What the task requires: Write the next few paragraphs of the commentary below on whether Hong Kong is still safe for business and leisure travel, picking up after its final sentence.

Source document:
___
Hong Kong remains a safe and stable place to come for business or leisure travel

///Hong Kong remains a safe and stable place to come for business or leisure travel

Hong Kong remains a safe and stable place to come for business or leisure travel

Stuart Bailey, CEO; Bailey Communications Hong Kong Ltd.

Written by Stuart Bailey, CEO; Bailey Communications Hong Kong Ltd.

A journalist asked me this week for a comment on the impact for the events taking place in Hong Kong over the last two weeks and whether it will have an impact on future international events that the city might host. I thought it was an interesting question one which had I been asked at the beginning of the week before meeting with colleagues from around the world I probably would have given a different answer then after speaking with people who had watched and read accounts of the protests different from those I had seen.

As with many things perspective is everything, I have spent most of the week in Shanghai attending the Global Exhibition CEO Summit, an event which brings together delegates from all corners of the world, many friends who I have known for years. I was surprised when upon seeing a friend from Australia she greeted me warmly and asked if I was okay? This puzzled me at first but she soon explained that she had seen the “riots” on television back home and had concluded from the pictures that half of the city is a war-zone! I reassured her that it was no such thing and that apart from a relatively small number of people the protest demonstrations had been largely peaceful. As I met more and more colleagues from Europe, US and all over, they had all got a similar impression of the protests.
___
[Location identification entries]
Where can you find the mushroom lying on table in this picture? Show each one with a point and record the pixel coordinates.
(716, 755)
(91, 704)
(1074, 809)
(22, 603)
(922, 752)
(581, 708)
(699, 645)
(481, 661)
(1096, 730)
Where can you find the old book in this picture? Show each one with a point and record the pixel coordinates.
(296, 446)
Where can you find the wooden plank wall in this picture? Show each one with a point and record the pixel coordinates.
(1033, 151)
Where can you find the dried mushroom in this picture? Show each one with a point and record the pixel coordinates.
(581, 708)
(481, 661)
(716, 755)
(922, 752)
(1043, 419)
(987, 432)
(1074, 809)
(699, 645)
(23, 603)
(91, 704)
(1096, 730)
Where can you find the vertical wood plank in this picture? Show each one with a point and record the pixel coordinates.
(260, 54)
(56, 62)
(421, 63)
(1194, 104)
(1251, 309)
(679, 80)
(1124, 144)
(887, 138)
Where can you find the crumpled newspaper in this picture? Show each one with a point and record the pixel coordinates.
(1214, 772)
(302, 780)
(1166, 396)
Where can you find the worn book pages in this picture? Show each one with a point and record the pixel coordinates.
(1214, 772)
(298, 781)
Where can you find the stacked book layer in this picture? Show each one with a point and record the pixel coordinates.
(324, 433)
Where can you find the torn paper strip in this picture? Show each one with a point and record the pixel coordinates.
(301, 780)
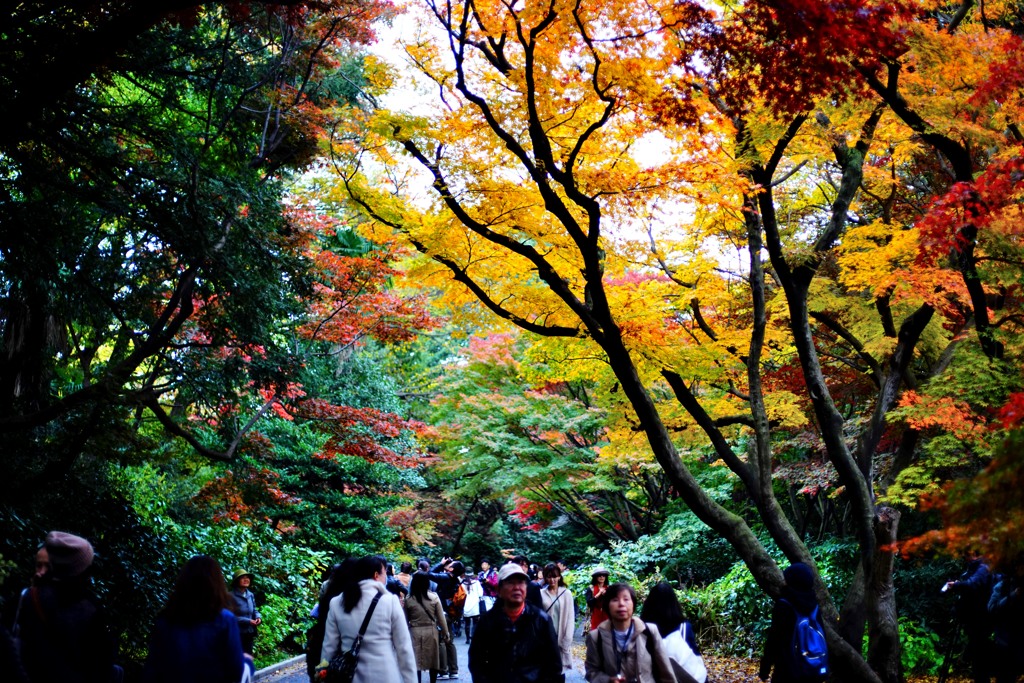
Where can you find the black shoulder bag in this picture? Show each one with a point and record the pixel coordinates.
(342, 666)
___
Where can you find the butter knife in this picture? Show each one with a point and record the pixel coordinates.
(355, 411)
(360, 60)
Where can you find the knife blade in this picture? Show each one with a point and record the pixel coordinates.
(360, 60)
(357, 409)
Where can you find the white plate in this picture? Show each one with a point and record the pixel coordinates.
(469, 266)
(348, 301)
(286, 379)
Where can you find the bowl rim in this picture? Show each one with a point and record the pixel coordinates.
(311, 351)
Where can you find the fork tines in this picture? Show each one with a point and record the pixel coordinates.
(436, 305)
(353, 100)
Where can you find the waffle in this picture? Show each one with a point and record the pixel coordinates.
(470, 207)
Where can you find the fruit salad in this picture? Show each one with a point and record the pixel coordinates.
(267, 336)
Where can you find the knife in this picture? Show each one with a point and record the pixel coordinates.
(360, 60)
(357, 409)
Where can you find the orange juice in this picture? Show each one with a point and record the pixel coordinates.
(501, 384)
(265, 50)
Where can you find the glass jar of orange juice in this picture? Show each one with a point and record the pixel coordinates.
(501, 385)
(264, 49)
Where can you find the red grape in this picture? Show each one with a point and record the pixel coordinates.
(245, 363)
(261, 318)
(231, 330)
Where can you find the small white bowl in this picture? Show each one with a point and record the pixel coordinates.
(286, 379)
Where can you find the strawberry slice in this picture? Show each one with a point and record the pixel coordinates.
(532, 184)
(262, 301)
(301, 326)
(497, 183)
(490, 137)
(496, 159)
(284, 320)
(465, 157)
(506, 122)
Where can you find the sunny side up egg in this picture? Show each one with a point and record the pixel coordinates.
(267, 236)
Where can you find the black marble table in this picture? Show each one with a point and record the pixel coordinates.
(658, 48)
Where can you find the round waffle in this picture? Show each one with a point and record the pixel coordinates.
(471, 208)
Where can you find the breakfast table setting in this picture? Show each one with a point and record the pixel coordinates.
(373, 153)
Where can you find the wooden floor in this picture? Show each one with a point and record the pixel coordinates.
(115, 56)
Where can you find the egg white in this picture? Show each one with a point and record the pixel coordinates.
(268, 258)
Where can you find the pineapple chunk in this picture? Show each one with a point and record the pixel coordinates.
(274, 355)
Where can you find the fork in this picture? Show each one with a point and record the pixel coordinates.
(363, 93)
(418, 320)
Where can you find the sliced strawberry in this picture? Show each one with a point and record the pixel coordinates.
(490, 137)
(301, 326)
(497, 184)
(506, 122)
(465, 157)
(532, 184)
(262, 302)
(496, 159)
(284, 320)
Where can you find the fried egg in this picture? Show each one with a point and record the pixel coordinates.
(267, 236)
___
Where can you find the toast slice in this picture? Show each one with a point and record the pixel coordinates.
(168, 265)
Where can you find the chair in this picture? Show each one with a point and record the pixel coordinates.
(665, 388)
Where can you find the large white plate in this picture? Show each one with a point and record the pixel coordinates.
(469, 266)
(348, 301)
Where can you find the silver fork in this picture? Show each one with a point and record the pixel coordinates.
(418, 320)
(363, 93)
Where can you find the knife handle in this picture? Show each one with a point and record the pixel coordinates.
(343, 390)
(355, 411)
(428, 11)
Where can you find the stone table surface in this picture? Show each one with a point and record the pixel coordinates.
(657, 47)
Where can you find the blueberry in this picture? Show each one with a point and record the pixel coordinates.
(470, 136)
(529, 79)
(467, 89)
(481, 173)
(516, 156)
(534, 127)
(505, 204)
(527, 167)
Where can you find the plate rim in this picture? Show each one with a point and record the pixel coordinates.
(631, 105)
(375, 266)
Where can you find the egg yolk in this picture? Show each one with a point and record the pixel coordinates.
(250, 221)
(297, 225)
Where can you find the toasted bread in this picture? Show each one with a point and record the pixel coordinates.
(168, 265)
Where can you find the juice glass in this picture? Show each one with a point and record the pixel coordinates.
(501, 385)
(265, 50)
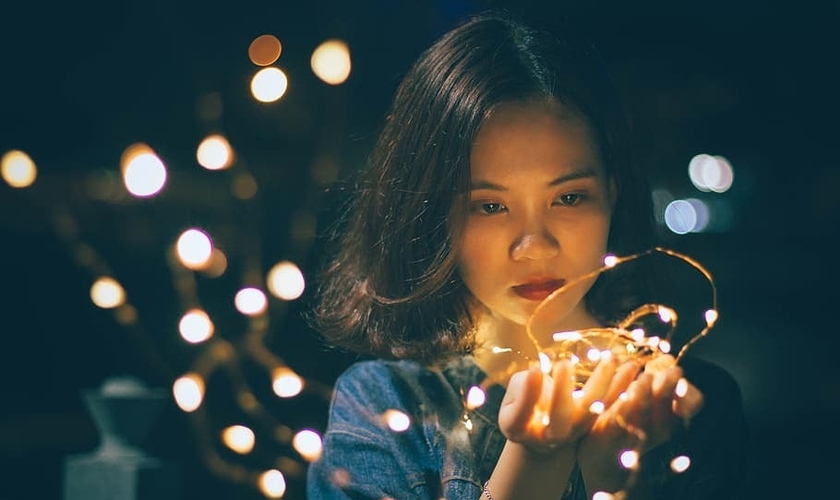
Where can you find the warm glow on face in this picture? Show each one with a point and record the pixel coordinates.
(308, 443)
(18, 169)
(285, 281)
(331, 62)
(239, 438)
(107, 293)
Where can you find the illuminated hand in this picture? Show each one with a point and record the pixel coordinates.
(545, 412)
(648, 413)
___
Expected output:
Therefore to answer the question of whether it changes the image of the city and has an effect on meetings and events? Yes, it certainly does damage the city’s image to have such incidents take place. I am sure that international meeting organisers who do not have staff in Hong Kong to speak to would think twice before deciding to hold a MICE event in a city which they regard as unstable. It can take a long time to rebuild a reputation as a great MICE destination, so I feel that it is important for the government (HKTB) to give a very clear message that Hong Kong remains a safe and stable place to come for business or leisure travel.

I recall speaking to colleagues from Koelnmesse, who run many events in Bogotá (Colombia), I remarked that that must be a dangerous place to run events. They told me that in fact it is regarded it as probably one of the safest cities in South America, they said that all of the negative impressions of the city stemmed from the drug-cartel days all of which was brought to an end some 20 years ago. I recall them saying they blamed the Colombian government for not doing enough to communicate that the country had changed from those times and that the only difficulty they faced was not security but convincing people from overseas to come and visit.

The right to peaceful protest that Hong Kong citizens enjoy is a great thing and should be celebrated, but the media will always look to sensationalize events and focus on the small minority rather than the millions who act responsibly. We all hope that the situation will settle down quickly and we can get back to focusing on why Hong Kong is a great city to visit rather than having to reassure people that it is a safe place to visit.

Stuart Bailey, CEO; Bailey Communications Hong Kong Ltd.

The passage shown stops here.